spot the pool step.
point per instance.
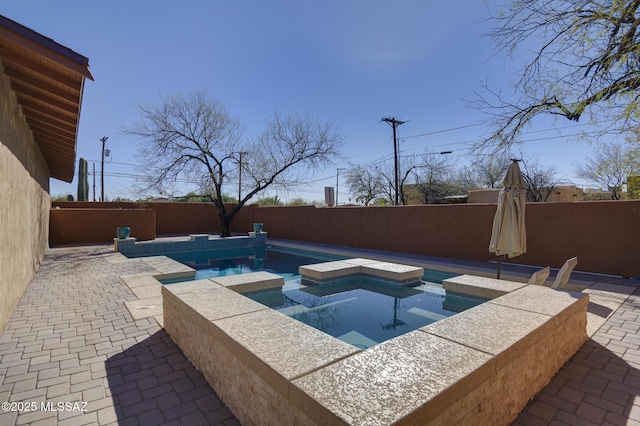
(326, 271)
(253, 281)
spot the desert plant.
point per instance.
(83, 180)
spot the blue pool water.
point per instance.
(361, 311)
(281, 261)
(364, 311)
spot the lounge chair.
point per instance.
(564, 273)
(539, 277)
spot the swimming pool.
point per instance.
(278, 260)
(360, 310)
(364, 311)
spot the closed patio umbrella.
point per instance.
(509, 236)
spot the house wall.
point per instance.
(24, 202)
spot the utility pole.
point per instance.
(240, 175)
(337, 174)
(104, 141)
(395, 123)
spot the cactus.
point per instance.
(83, 180)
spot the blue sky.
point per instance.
(352, 62)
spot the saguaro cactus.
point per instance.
(83, 180)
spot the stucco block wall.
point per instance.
(24, 202)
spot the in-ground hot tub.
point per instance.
(480, 366)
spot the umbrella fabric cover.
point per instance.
(509, 235)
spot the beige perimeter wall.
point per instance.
(24, 203)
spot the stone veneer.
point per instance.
(481, 366)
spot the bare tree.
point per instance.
(540, 182)
(433, 177)
(192, 138)
(387, 180)
(610, 166)
(364, 183)
(490, 169)
(586, 61)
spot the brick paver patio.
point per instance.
(72, 340)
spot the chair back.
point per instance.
(565, 273)
(539, 277)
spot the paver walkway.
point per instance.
(71, 339)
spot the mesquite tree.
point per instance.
(192, 138)
(583, 60)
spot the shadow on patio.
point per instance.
(152, 383)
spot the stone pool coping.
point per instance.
(268, 367)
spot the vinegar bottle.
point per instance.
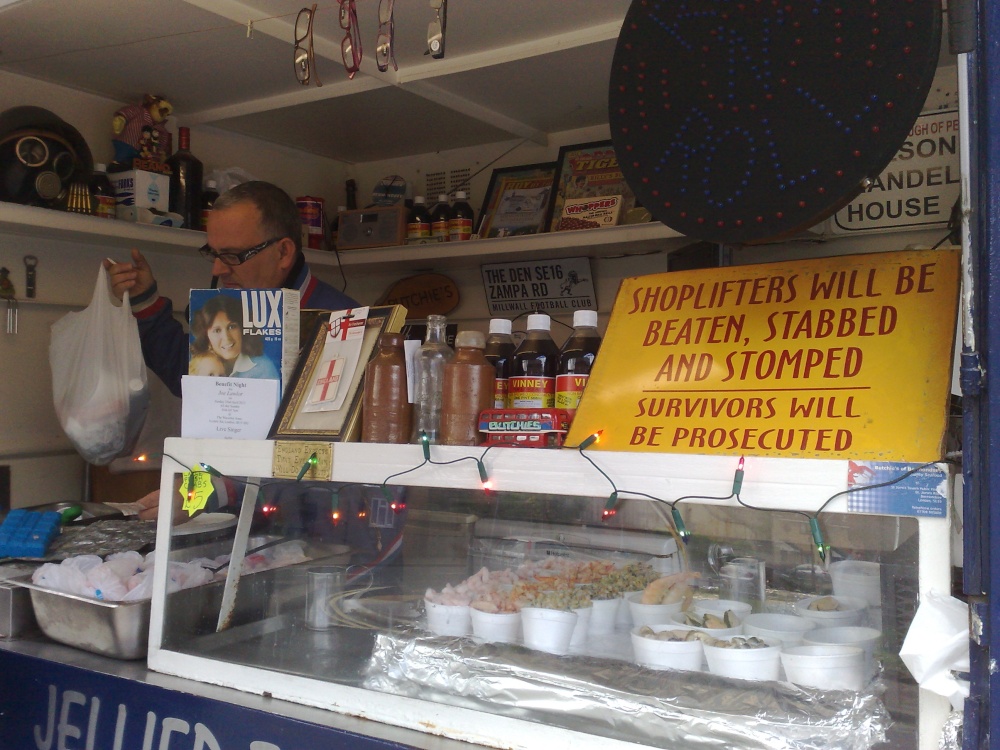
(418, 224)
(385, 411)
(533, 370)
(460, 219)
(575, 360)
(499, 352)
(439, 219)
(102, 195)
(185, 181)
(468, 390)
(208, 196)
(428, 378)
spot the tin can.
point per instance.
(313, 221)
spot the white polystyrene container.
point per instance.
(448, 619)
(789, 629)
(548, 630)
(825, 666)
(858, 579)
(679, 655)
(852, 611)
(496, 627)
(650, 614)
(745, 664)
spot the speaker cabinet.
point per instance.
(381, 226)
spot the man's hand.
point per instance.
(151, 505)
(135, 277)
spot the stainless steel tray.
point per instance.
(121, 629)
(116, 629)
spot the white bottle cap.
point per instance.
(470, 338)
(500, 325)
(539, 322)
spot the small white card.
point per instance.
(241, 408)
(340, 358)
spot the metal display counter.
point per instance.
(54, 696)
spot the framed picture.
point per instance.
(517, 200)
(341, 425)
(588, 171)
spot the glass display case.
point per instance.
(388, 583)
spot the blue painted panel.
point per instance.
(48, 706)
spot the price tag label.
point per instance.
(196, 489)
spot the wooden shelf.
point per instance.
(631, 239)
(49, 224)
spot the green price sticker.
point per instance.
(196, 489)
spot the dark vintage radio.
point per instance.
(380, 226)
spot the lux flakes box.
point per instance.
(137, 188)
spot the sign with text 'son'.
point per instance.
(918, 188)
(550, 286)
(839, 357)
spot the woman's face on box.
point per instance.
(225, 337)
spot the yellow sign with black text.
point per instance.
(838, 357)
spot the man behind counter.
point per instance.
(254, 242)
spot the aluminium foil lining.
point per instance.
(612, 698)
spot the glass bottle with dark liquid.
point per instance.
(499, 352)
(576, 358)
(533, 370)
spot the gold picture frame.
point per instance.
(342, 425)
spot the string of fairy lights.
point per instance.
(617, 495)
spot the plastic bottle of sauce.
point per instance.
(385, 410)
(428, 379)
(499, 352)
(532, 382)
(576, 357)
(102, 195)
(418, 225)
(208, 196)
(460, 219)
(468, 390)
(185, 181)
(440, 213)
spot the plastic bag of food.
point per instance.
(99, 384)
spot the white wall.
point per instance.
(44, 468)
(66, 273)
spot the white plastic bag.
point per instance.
(99, 383)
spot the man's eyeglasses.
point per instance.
(305, 57)
(350, 46)
(234, 259)
(437, 28)
(384, 52)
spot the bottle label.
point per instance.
(418, 230)
(459, 229)
(104, 206)
(439, 228)
(531, 392)
(500, 393)
(569, 391)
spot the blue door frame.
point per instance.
(981, 382)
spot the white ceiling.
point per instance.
(513, 68)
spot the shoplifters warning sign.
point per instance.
(841, 357)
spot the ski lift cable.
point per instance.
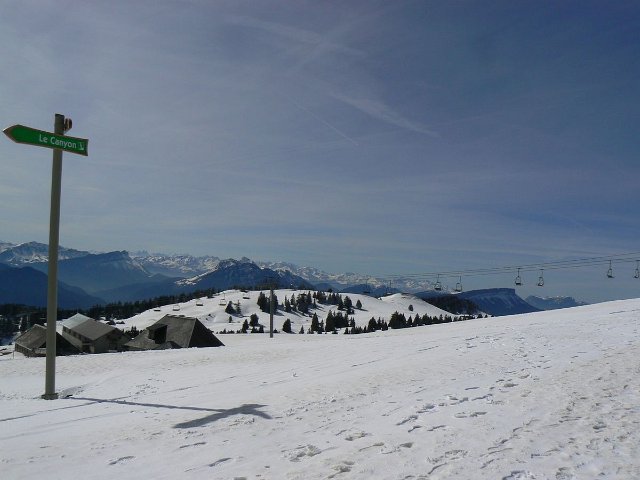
(558, 265)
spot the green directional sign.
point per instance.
(39, 138)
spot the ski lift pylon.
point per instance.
(518, 280)
(610, 271)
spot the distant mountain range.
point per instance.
(27, 286)
(553, 303)
(89, 278)
(492, 301)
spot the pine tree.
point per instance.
(230, 308)
(286, 326)
(315, 325)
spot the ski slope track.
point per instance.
(548, 395)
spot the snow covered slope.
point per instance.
(211, 311)
(544, 395)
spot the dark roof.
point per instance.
(181, 332)
(35, 337)
(90, 328)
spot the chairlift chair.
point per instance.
(518, 281)
(437, 286)
(610, 271)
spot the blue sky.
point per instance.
(373, 137)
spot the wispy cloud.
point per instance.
(384, 113)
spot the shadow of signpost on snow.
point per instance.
(247, 409)
(218, 413)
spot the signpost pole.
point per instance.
(271, 309)
(52, 287)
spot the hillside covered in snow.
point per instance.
(548, 395)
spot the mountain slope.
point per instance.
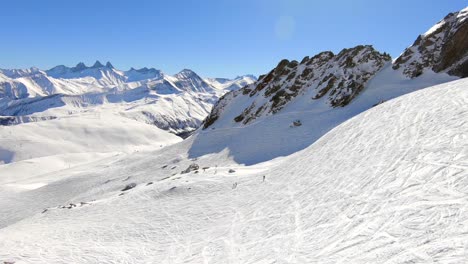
(298, 102)
(176, 103)
(387, 186)
(231, 84)
(443, 48)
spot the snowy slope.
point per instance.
(231, 84)
(387, 186)
(298, 102)
(176, 103)
(443, 48)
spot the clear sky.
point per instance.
(215, 38)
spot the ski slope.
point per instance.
(387, 186)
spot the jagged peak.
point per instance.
(79, 67)
(187, 73)
(97, 64)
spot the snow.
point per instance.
(388, 185)
(174, 103)
(92, 133)
(316, 116)
(231, 85)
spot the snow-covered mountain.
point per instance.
(389, 185)
(307, 99)
(176, 103)
(231, 84)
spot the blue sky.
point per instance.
(217, 38)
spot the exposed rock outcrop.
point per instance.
(444, 48)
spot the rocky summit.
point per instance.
(444, 48)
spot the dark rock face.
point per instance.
(190, 168)
(338, 78)
(129, 187)
(444, 48)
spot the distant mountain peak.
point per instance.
(79, 67)
(98, 64)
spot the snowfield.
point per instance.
(389, 185)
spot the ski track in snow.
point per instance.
(387, 186)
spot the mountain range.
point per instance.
(352, 157)
(175, 103)
(327, 89)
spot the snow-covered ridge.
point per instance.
(339, 78)
(175, 103)
(443, 48)
(231, 84)
(387, 186)
(298, 102)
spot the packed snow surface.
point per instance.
(387, 186)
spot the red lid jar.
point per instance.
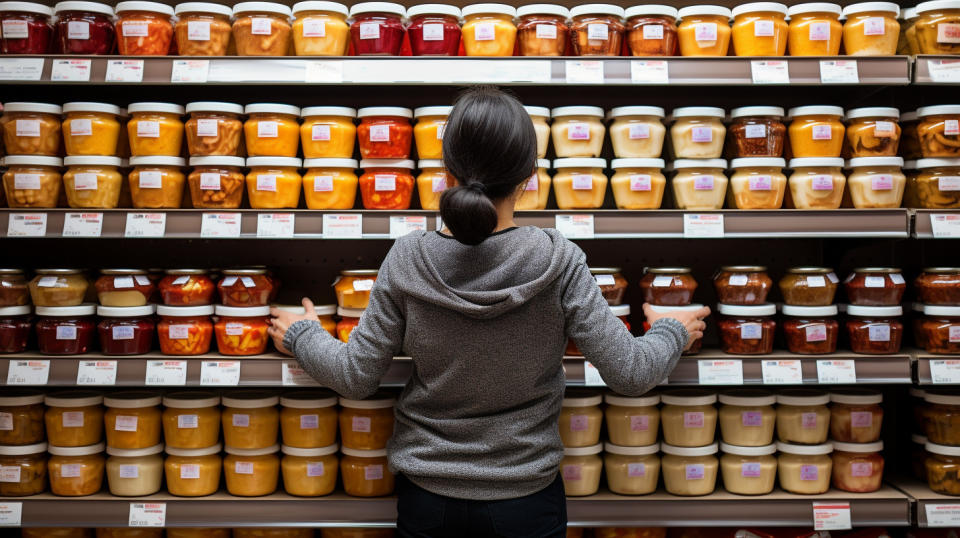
(126, 330)
(65, 330)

# Task
Look for the word "green" throughout the material above and copy every line that has it.

# Response
spot the green price sticker.
spot the green directional sign.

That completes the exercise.